### Exercise requirements:
Reproduce the data in full, exactly.

____ Records to use

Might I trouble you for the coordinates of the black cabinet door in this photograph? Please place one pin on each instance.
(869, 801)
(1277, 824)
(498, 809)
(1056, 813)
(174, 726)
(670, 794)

________

### Your solution:
Might I trouble you for the coordinates of the black cabinet door in this photograph? Please place one pin on each instance.
(869, 801)
(1277, 824)
(498, 809)
(1056, 813)
(174, 726)
(670, 794)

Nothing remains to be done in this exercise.